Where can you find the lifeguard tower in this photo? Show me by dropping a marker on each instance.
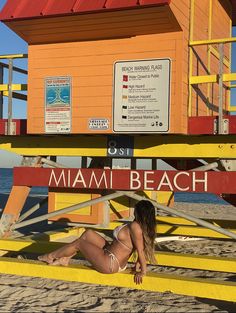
(109, 79)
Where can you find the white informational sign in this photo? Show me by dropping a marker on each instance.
(141, 96)
(58, 105)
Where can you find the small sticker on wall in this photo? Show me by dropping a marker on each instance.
(98, 124)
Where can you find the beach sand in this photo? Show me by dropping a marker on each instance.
(27, 294)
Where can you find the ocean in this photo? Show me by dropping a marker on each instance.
(6, 179)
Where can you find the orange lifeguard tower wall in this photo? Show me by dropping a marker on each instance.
(83, 41)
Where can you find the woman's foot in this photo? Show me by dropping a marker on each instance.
(46, 258)
(64, 261)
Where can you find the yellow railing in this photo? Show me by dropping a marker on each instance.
(223, 61)
(8, 90)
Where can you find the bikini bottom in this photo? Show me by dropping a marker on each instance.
(113, 259)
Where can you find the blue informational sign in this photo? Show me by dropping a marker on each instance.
(58, 105)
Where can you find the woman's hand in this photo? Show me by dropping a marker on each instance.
(138, 277)
(136, 267)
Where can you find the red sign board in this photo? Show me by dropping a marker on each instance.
(178, 181)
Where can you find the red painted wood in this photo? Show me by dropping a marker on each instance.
(113, 4)
(58, 7)
(187, 181)
(149, 2)
(202, 125)
(89, 5)
(20, 126)
(27, 9)
(234, 11)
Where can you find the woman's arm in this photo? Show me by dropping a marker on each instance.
(137, 239)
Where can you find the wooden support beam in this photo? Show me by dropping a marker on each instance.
(191, 261)
(206, 288)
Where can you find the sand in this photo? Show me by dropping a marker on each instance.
(27, 294)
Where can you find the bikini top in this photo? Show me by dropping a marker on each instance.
(116, 233)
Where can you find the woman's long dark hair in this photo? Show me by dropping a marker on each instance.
(145, 216)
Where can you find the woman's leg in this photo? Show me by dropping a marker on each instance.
(65, 253)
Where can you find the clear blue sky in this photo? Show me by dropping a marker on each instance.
(10, 43)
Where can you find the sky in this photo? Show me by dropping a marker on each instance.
(10, 43)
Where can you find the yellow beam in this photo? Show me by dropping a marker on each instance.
(189, 231)
(177, 146)
(202, 262)
(15, 87)
(193, 43)
(208, 263)
(194, 80)
(206, 288)
(182, 230)
(213, 51)
(229, 77)
(182, 221)
(14, 56)
(59, 234)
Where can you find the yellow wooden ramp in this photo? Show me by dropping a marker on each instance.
(221, 290)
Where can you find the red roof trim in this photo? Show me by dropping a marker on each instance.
(28, 9)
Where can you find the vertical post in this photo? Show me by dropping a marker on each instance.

=-=-=-=-=

**What the task requires**:
Omit every picture, and otherwise quote the entries exactly.

**Reply**:
Where can you find the lifeguard tower in this photo? Show me by dropping a marker on each instance.
(109, 79)
Where can you find the white informational sign in this photo? Show me by dropping a marker on each instance.
(141, 96)
(58, 105)
Where can you find the small sticker on wall in this photo? Show me by dropping a marker on each instance.
(98, 124)
Where can you find the beach sand in this photo? Show me by dropping a marker on each instance.
(27, 294)
Where can you find the ocean in this photo? Show me by dropping a marker on each instance.
(6, 179)
Where can you find the orange lifeguard tower wall in this photo? Show me by dropping a marker on each instance.
(83, 41)
Where can you find the woman's foot in this photo? Show me by dropping a marker on each instance.
(46, 258)
(64, 261)
Where can you find the yellow railing in this photo? Show me by dropping a marker on each instance.
(223, 61)
(8, 90)
Where can you find the bikini bottom in this photo? Show me by dropping a marker on each instance.
(113, 259)
Where can you find the blue informational sign in this photo? Show me by dropping a marker on each instance.
(58, 105)
Where can you find the woman's hand in this photo? Show me by dropping a marker on each instance.
(138, 277)
(136, 267)
Where can you find the red sign board in this photo? Show me by dropping a marker on each instance.
(178, 181)
Where can you find the red painted wood in this photo? Show me by dropping a marker on each instance.
(113, 4)
(58, 7)
(187, 181)
(149, 2)
(202, 125)
(89, 5)
(20, 126)
(27, 9)
(234, 11)
Where can you find the woman's arm in this photo? Show me by dropping a marker on each instance.
(137, 239)
Where can you find the wooden support beam in this photo? Show me by dropping a marker on each instance.
(191, 261)
(206, 288)
Where can you find the sand in this photo? Show me by dropping a marker on each instance.
(27, 294)
Where can you find the bikini top in this photo? Show me by dropping a marker on each instance.
(116, 233)
Where can you find the woman's long dark hair in this photo? Show me by dropping a marker on each instance.
(145, 216)
Where can you find the woman's leg in this photo? Show me by dropping a marker on each instance.
(65, 253)
Where can you find the clear blue sky in this photo? Show me by dropping a marker on each instance.
(10, 43)
Where can you find the sky in this photo? Show me by dropping a marker on each instance.
(10, 43)
Where can you find the yellow beam in this photo? Show me by dropping a marker on each instance.
(189, 231)
(177, 146)
(202, 262)
(15, 87)
(193, 43)
(208, 263)
(194, 80)
(206, 288)
(182, 230)
(213, 51)
(229, 77)
(182, 221)
(14, 56)
(59, 234)
Where can you find the yellow wooden ramp in this photo? Show me by dropping a marker on each instance.
(221, 290)
Where can you find the red roof trim in this photo? Show me by dropping a marker on each instance.
(28, 9)
Where can you find the vertical post in this photo? Show me by dropping a marker on each instance.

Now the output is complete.